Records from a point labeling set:
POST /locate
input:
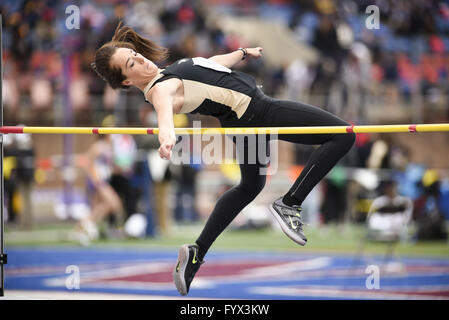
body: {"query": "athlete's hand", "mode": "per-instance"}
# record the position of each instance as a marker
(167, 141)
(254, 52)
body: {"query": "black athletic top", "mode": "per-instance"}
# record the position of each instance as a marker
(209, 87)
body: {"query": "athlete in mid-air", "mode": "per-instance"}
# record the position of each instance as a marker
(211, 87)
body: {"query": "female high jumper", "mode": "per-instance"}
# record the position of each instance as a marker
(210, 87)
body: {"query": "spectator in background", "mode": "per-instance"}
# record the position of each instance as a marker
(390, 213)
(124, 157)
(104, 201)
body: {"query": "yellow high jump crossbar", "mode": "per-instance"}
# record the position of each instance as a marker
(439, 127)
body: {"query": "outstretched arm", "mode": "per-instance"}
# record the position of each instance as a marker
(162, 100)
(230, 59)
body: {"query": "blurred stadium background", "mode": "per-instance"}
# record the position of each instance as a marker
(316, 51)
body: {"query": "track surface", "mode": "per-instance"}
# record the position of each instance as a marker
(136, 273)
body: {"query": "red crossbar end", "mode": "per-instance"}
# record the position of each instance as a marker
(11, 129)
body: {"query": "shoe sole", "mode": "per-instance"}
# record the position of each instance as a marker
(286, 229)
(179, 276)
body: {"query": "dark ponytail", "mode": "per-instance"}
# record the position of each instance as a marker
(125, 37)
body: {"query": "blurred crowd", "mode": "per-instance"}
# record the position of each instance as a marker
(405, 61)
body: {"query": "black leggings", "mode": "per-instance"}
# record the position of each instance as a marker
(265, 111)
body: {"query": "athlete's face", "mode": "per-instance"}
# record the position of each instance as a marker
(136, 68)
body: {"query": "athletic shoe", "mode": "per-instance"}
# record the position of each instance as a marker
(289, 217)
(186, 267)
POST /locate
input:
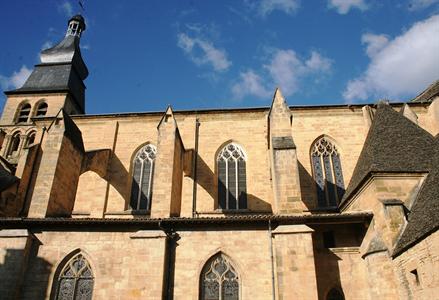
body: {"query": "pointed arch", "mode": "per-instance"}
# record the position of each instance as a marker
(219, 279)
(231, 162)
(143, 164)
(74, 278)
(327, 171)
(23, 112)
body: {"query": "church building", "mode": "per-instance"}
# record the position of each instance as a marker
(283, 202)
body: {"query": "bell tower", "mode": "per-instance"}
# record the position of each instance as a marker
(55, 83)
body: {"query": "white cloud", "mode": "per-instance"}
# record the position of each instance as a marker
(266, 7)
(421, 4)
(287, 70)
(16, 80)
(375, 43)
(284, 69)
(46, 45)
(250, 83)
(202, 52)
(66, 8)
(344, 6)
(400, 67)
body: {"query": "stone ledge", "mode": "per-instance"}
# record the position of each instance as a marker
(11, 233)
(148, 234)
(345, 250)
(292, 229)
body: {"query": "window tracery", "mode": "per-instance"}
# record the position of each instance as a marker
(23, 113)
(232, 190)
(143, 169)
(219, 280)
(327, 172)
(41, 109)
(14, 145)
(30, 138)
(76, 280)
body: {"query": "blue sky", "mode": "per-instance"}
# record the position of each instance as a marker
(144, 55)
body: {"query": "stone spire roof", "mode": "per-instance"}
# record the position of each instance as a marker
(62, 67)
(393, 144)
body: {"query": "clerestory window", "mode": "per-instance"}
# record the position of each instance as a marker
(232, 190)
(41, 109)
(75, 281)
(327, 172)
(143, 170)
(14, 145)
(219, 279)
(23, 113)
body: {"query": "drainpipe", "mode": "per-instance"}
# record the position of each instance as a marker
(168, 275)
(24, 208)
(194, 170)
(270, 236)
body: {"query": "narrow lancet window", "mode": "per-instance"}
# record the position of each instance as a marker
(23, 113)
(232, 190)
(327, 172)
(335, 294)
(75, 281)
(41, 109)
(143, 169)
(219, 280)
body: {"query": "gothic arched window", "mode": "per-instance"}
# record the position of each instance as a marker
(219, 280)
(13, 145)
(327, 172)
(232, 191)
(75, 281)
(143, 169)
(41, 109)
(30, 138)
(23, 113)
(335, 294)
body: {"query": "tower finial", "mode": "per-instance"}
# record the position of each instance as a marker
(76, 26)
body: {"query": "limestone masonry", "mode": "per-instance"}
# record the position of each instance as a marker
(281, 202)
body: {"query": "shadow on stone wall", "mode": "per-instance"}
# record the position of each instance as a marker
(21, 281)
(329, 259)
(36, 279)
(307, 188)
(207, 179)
* * *
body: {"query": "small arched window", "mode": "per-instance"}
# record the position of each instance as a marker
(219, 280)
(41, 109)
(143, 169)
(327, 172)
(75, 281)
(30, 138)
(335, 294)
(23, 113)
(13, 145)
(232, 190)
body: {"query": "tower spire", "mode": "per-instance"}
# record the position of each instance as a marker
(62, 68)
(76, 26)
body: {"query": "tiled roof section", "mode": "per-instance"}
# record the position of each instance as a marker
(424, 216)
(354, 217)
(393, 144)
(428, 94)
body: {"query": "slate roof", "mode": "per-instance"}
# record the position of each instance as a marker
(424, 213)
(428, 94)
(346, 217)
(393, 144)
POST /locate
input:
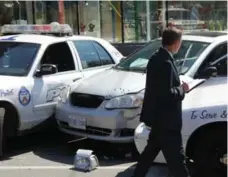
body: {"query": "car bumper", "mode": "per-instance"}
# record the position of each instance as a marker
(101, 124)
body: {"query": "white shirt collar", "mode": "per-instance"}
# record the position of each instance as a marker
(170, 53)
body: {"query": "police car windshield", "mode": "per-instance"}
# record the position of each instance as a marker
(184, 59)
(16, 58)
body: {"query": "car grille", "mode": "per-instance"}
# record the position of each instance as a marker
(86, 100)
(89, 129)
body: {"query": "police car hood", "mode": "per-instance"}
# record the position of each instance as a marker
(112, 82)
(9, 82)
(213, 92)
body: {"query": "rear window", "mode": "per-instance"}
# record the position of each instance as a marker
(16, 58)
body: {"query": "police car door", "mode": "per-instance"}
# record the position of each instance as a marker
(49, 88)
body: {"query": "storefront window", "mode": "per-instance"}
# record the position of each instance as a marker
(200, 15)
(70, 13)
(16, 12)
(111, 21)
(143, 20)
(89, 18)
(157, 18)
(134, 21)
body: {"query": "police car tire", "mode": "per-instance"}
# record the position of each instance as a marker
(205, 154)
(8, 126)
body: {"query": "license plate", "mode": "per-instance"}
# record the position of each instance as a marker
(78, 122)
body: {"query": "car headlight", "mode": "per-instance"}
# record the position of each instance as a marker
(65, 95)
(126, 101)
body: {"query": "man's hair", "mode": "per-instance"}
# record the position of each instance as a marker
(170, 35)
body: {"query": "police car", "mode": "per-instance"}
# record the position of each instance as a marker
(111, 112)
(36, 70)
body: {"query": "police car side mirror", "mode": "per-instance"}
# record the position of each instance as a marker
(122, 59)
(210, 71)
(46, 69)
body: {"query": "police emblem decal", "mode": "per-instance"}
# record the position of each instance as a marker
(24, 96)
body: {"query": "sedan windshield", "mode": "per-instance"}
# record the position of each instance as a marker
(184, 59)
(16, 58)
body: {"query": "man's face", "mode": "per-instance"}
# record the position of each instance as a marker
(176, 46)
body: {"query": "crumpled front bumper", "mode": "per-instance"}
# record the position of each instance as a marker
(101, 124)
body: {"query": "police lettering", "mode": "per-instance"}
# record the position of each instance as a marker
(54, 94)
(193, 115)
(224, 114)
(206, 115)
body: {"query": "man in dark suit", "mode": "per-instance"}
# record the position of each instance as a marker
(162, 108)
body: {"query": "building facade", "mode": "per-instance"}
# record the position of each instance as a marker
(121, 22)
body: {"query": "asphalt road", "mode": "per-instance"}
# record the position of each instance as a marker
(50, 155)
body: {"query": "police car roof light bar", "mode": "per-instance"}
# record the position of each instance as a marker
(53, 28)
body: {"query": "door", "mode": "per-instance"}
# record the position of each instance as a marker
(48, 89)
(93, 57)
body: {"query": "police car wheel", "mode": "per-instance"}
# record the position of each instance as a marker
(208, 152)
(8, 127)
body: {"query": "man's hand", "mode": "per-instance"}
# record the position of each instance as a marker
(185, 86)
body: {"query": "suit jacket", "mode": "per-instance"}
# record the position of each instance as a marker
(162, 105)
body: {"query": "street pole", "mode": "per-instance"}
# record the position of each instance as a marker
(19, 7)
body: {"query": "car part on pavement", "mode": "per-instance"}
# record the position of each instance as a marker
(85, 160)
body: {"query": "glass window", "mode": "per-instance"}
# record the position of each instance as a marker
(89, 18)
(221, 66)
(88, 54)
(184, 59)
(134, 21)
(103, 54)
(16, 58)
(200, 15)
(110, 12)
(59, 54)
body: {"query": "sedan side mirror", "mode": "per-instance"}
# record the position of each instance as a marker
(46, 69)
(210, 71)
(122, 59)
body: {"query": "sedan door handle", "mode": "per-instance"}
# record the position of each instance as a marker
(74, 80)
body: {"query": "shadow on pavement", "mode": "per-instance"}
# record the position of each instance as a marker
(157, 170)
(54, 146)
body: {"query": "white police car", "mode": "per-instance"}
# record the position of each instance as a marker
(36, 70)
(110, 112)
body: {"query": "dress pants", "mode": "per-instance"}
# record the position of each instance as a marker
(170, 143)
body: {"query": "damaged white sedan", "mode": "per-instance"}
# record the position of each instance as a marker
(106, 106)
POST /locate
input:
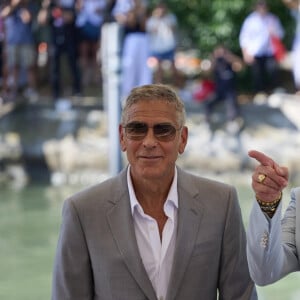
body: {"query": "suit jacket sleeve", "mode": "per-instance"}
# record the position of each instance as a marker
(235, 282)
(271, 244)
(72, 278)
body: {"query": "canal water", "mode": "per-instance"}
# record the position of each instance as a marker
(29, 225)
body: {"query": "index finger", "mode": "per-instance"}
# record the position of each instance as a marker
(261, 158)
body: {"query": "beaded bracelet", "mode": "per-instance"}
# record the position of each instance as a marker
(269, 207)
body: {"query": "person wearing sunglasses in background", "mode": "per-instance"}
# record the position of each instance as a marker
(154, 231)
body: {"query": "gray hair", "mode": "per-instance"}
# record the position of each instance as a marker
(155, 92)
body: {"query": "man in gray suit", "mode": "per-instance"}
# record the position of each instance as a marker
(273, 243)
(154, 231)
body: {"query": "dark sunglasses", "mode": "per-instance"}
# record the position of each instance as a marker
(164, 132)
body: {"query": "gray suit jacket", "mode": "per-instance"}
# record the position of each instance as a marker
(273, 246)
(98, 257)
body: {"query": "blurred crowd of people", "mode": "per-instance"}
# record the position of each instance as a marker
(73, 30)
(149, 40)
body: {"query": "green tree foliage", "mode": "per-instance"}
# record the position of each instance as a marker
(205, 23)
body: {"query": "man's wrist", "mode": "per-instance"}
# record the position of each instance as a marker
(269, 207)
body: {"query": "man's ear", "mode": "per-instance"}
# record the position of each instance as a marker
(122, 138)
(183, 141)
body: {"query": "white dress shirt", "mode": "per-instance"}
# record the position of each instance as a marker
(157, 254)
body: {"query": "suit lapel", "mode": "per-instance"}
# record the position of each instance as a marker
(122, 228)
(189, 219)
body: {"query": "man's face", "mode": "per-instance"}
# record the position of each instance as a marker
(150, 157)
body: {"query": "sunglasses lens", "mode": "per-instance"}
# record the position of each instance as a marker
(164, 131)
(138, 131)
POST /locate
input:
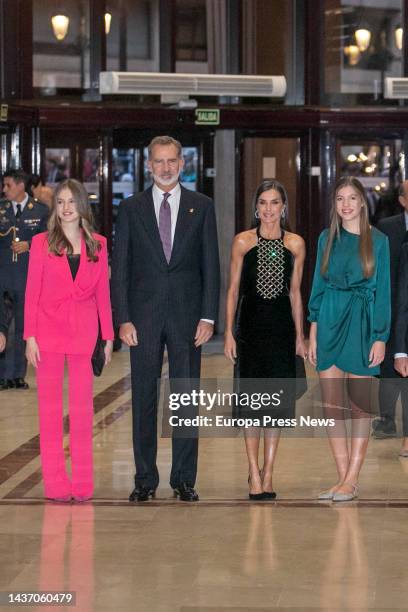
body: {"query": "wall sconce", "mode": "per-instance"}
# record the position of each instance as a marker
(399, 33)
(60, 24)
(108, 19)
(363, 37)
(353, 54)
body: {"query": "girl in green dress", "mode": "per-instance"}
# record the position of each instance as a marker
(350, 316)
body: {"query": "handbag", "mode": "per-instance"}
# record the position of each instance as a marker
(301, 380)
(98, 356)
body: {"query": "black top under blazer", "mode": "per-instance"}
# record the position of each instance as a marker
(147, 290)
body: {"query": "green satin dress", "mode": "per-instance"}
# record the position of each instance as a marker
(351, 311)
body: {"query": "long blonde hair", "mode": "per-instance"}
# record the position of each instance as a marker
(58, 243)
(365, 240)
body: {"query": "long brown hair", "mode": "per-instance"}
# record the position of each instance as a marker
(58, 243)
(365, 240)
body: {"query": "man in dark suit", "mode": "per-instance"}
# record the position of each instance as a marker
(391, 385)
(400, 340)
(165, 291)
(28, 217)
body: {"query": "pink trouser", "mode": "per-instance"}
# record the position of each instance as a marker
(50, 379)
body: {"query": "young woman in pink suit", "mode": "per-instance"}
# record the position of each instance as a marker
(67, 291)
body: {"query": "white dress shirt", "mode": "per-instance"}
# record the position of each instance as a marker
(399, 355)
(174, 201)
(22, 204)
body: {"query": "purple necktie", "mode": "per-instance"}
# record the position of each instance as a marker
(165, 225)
---
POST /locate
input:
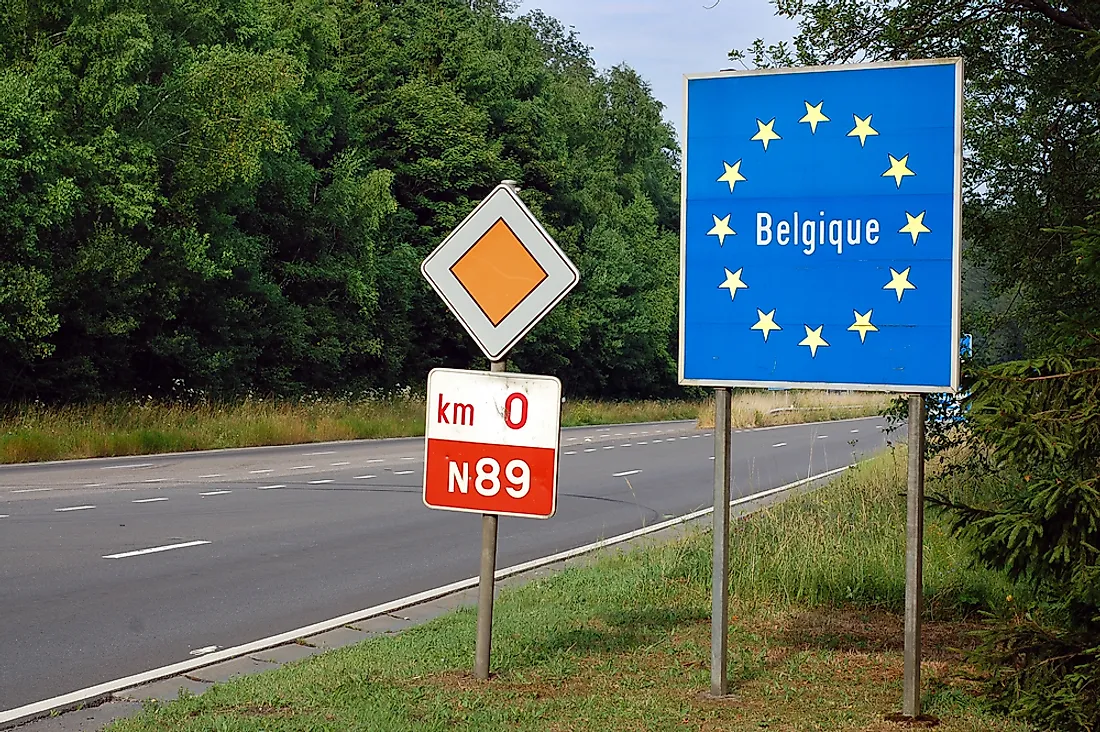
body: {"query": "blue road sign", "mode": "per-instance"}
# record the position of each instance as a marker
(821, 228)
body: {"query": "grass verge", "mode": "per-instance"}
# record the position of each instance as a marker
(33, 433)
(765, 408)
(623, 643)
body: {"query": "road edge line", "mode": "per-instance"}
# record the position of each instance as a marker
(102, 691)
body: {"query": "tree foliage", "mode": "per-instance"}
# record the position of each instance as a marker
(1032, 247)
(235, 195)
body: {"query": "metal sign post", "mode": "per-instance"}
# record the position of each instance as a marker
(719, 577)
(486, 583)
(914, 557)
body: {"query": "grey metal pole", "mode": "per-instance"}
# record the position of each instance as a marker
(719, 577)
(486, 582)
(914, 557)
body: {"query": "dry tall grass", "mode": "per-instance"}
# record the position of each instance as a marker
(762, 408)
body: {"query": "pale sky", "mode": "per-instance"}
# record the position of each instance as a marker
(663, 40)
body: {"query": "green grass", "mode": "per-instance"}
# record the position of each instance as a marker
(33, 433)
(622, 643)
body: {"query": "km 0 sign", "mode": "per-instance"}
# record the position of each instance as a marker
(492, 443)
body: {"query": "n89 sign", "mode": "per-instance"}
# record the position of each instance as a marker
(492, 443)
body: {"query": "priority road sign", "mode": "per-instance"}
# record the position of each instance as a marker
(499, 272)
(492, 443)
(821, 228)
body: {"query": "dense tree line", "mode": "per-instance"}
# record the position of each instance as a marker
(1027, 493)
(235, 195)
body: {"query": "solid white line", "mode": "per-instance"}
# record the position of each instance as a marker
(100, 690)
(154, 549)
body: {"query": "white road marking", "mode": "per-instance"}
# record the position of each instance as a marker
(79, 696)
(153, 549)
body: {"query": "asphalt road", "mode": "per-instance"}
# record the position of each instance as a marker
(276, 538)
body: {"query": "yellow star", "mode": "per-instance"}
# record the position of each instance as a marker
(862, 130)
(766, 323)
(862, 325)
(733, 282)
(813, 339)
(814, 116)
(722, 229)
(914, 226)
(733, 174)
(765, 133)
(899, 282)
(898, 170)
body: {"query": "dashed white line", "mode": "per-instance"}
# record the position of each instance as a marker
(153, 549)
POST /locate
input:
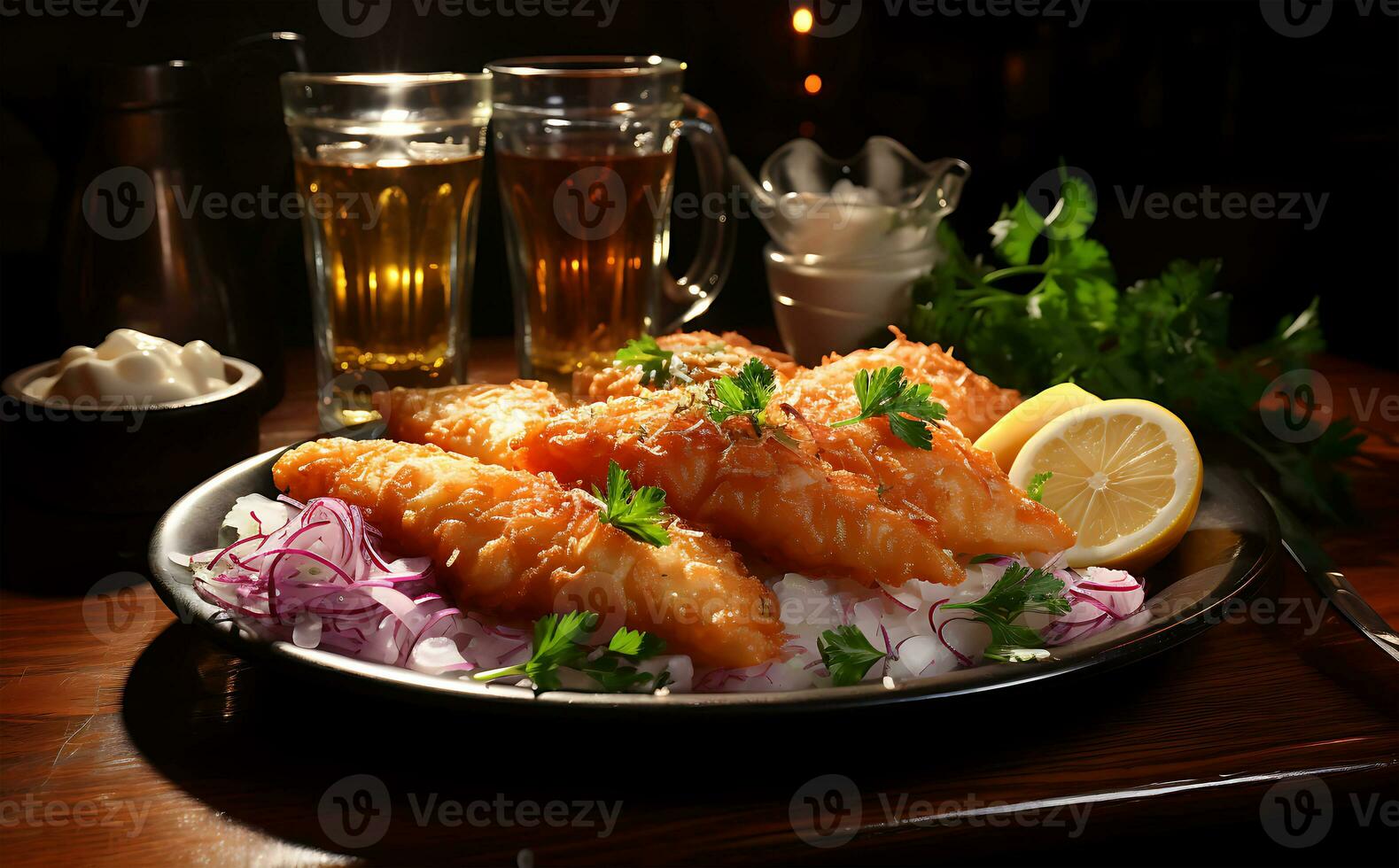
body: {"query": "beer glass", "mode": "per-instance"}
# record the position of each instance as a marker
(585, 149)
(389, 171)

Task to complete: Pick out every line of the listing above that contains the string "background", and copy each one. Case counts.

Completed exercise:
body: {"query": "spectator in background", "mode": "per-instance"}
body: {"query": "blurred stadium background", "mode": "per-instance"}
body: {"query": "person wearing sunglasses in background", "mode": "per-instance"}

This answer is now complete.